Work to be completed: Output every record again so that it matches the original word for word.

Data provided:
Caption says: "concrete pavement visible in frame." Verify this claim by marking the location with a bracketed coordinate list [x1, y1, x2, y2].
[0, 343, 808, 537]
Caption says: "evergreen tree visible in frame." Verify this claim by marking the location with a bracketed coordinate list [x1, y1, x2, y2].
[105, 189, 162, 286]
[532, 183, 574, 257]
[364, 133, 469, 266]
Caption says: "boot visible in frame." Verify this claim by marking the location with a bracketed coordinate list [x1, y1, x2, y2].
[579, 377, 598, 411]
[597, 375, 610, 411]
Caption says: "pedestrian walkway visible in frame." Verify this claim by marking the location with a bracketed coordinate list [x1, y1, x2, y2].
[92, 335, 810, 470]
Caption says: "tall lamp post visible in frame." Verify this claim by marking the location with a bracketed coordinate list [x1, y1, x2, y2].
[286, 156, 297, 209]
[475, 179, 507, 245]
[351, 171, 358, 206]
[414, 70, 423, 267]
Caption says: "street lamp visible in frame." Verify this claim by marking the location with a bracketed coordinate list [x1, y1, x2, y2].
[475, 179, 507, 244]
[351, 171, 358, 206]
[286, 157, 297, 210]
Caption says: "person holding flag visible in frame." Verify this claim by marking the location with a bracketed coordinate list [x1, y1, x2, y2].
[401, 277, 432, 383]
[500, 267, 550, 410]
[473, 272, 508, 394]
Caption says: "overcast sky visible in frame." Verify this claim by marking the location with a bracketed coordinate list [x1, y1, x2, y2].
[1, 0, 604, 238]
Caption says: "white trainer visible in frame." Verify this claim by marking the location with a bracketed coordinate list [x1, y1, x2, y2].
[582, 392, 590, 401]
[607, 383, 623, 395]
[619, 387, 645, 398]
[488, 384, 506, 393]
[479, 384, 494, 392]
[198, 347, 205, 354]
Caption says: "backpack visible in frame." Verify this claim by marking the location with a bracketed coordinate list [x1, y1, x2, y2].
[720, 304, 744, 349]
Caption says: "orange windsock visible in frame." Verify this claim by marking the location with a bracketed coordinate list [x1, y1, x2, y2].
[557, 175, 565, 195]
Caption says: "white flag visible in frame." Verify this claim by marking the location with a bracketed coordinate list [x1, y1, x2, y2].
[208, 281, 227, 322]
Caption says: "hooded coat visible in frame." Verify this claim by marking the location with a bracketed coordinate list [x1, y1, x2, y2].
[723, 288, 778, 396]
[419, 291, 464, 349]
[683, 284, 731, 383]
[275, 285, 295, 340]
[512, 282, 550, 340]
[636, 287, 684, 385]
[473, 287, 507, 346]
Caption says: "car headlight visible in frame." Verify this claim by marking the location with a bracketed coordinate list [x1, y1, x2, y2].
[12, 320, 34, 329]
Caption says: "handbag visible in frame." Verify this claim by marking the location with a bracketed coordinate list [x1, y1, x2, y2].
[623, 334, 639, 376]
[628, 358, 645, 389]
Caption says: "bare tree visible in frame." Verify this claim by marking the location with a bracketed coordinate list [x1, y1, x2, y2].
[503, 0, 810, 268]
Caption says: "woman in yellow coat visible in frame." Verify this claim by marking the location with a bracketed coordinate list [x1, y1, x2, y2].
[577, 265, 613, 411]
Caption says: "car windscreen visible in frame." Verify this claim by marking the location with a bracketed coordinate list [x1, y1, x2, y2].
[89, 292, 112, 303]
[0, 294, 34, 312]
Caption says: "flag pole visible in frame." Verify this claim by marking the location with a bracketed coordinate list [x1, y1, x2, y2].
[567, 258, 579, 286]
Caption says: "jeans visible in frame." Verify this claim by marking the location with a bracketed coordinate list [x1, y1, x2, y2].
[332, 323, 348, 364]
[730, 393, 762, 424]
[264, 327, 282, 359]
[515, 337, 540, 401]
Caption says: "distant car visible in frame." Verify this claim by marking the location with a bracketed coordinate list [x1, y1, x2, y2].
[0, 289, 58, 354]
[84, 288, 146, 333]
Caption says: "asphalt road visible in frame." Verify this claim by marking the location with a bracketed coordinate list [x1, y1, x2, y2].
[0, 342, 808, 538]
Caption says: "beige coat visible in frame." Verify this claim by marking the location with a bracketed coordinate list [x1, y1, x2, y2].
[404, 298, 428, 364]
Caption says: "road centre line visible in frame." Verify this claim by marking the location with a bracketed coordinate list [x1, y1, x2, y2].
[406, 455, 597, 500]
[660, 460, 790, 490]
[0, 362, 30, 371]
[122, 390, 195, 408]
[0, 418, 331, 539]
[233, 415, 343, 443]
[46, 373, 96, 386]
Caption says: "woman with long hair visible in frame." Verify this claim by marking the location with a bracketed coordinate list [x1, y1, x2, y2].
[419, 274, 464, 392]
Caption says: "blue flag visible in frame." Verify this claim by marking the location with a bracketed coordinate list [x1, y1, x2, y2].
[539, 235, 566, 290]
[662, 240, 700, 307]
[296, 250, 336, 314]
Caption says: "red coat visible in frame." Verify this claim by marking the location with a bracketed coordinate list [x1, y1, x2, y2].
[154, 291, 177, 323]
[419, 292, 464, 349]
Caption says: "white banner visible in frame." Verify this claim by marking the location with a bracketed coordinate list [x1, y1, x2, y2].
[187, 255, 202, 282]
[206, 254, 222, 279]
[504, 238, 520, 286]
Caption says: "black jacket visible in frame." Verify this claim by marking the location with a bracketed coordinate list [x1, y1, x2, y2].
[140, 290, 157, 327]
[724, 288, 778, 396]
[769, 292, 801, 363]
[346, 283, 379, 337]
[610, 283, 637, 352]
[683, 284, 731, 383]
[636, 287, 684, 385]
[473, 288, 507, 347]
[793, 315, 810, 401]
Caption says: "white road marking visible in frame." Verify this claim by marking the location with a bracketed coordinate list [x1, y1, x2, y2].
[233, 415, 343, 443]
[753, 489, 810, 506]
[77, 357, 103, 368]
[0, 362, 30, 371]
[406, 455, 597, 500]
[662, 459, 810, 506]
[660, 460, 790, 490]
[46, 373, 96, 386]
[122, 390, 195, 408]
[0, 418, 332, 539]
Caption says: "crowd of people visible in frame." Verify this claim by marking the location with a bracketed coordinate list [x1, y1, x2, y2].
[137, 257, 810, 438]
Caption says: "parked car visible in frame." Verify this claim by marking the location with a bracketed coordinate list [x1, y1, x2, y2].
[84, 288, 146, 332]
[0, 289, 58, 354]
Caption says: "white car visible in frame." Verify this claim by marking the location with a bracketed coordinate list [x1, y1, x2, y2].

Task result:
Caption says: "concrete pavement visible in frame." Verify this claim by marking the location with a bracketed coordinate list [x1, y1, x2, y2].
[0, 343, 808, 537]
Caption says: "evergreen tree visible in frame." Verify this claim by marking the location with a bracketed coordinate list [x1, y1, x2, y2].
[105, 189, 162, 286]
[532, 183, 574, 257]
[364, 133, 469, 266]
Caption says: "boot visible in frame." Verify this claim by marking the location with a bracketed coordinate list [x1, y1, x2, y2].
[579, 377, 598, 411]
[597, 375, 610, 411]
Caption says: "pedestrian walkway visible in frame." Verify this claim by marking the location with a bracketed coordinate list [x1, y1, x2, y2].
[92, 335, 810, 470]
Caption says: "tall lamp post visible in frame." Verify this claim by marking the location with a bracketed coordinate list [x1, y1, x2, y2].
[286, 156, 297, 209]
[475, 179, 507, 245]
[351, 171, 358, 206]
[414, 70, 423, 267]
Caption says: "street lamp visible in frame." Verify this claim by marking the location with a bracketed coordinate list [x1, y1, x2, y2].
[475, 179, 507, 244]
[351, 171, 358, 206]
[286, 157, 297, 210]
Caption says: "person holding flag visible in frame." Verify this claim by marking the location with a bracketed coordinate list [x1, y1, x2, y2].
[401, 277, 432, 383]
[500, 267, 550, 410]
[473, 272, 508, 394]
Caption says: "overcast sky visible in frame." Verify this claim by marking the location with a bracketed coordinate list [x1, y1, x2, y2].
[1, 0, 604, 238]
Caption says: "white trainer visible in frame." Verify this claim by marking the location with a bracketed coordinate list [x1, y1, x2, y2].
[582, 392, 590, 401]
[607, 383, 623, 395]
[619, 387, 645, 398]
[488, 384, 506, 393]
[479, 384, 494, 392]
[198, 347, 205, 354]
Caption says: "backpack visible in frame." Verify this claim by marking the location with a bracketed coordinate list [x1, y1, x2, y2].
[720, 304, 744, 349]
Caption says: "orange windsock visible in frame." Verify this claim by marking the location with a bracketed coordinate list [x1, y1, x2, y2].
[557, 175, 565, 195]
Caption says: "white flag visible in frame." Verify this claim by marking the location with a bracketed coordinate list [x1, y1, x2, y2].
[208, 281, 227, 322]
Caption says: "hooded coat visible in frame." Verify this claim by marking the location with a bracketed coordinate list [x1, y1, x2, y2].
[723, 288, 778, 396]
[419, 291, 464, 349]
[683, 284, 731, 383]
[275, 285, 295, 340]
[512, 282, 550, 340]
[636, 287, 684, 385]
[473, 287, 507, 346]
Caption says: "car headlight visible in frame." Verify this claim by marking the location with a bracketed coordinate list [x1, y1, x2, y2].
[12, 320, 34, 329]
Caption says: "handbag visible in frame." Verify this claim by marking the location with a bracketed coordinate list [x1, y1, x2, y2].
[623, 334, 639, 376]
[628, 358, 645, 389]
Caption says: "bare tree visible in frame." Verify this claim by marking the location with a bracketed coordinate list [x1, y1, x2, y2].
[503, 0, 810, 268]
Caption says: "woman in yellow coat visible in frame." Verify this claim by marking the location with a bracketed coordinate list [x1, y1, x2, y2].
[577, 265, 613, 411]
Caption says: "car windscreen visible in frame." Verify this claim by marking the location with a bracketed coordinate list [x1, y1, x2, y2].
[89, 292, 112, 303]
[0, 294, 34, 312]
Caption says: "flag pole visible in frame." Verify this claim by marking the location with a bracketed coordinate list [x1, y1, x2, y2].
[567, 258, 579, 286]
Caption says: "jeans visible in frame." Verify this claim by marking the location with a bracketed coordinate list [x1, y1, x2, y2].
[332, 323, 348, 364]
[730, 393, 762, 424]
[264, 327, 282, 359]
[515, 337, 540, 401]
Caption says: "distant car visible in frame." Verify this claim by marking the location with a bracketed coordinate list [x1, y1, x2, y2].
[0, 289, 58, 354]
[84, 288, 146, 333]
Caption says: "asphalt road visible in frame." Verify this claim by marking the location with a bracketed coordinate list [x1, y1, x2, y2].
[0, 342, 808, 538]
Caption says: "beige coat visible in frame." Verify this claim by marking the location with a bracketed coordinate list [x1, y1, x2, y2].
[404, 298, 428, 364]
Caption says: "road centre line visible in frame." Verify this claim by marking the location with a bracketed coordinate list [x1, y1, x2, y2].
[406, 455, 597, 500]
[660, 460, 790, 490]
[0, 362, 30, 371]
[122, 390, 195, 408]
[0, 418, 331, 539]
[233, 415, 343, 443]
[46, 373, 96, 386]
Caption says: "woman with long hair visible in frame." Verify this claim by marking the location with a bracketed coordinate list [x1, y1, x2, y2].
[419, 274, 464, 392]
Caption says: "blue flag visible in frame." Verify this claim by marking the location with a bracketed coordinate list [x1, y1, x2, y2].
[539, 235, 566, 290]
[662, 240, 700, 307]
[296, 250, 336, 314]
Caption says: "red coat visible in frame." Verify this claim by marking the location with a bracketed coordinate list [x1, y1, x2, y2].
[154, 291, 177, 323]
[419, 292, 464, 349]
Caption says: "white banner visible in frame." Verify this claim by marking the location with a bracketed coordinate list [x1, y1, x2, y2].
[187, 255, 202, 282]
[206, 254, 222, 279]
[504, 238, 520, 286]
Caption says: "black jacket visible in frame." Verify this claim by marking the location with a bracketed coordinate list [x1, y1, x2, y2].
[140, 290, 157, 327]
[724, 288, 778, 396]
[769, 292, 801, 363]
[346, 283, 379, 337]
[610, 283, 637, 352]
[683, 284, 731, 383]
[636, 287, 684, 385]
[473, 288, 507, 347]
[793, 315, 810, 401]
Caption says: "white road marking visible in frame." Verify this claim by marking the location with a bracketed coordinate list [x1, y1, x2, y2].
[233, 415, 343, 443]
[753, 489, 810, 506]
[77, 357, 103, 368]
[0, 362, 30, 371]
[406, 455, 597, 500]
[662, 459, 810, 506]
[660, 460, 790, 490]
[46, 373, 96, 386]
[122, 390, 195, 408]
[0, 418, 332, 539]
Caption says: "crowd of people visible in frame." Verify this claim by marking the location with a bracketed coordinate list [x1, y1, x2, y2].
[137, 257, 810, 438]
Caption says: "parked car visible in frame." Verify this claim by marking the location with a bracketed coordinate list [x1, y1, x2, y2].
[84, 288, 146, 332]
[0, 289, 58, 354]
Caption says: "white car visible in frame." Verify this claim by marking the location with a bracketed coordinate list [x1, y1, x2, y2].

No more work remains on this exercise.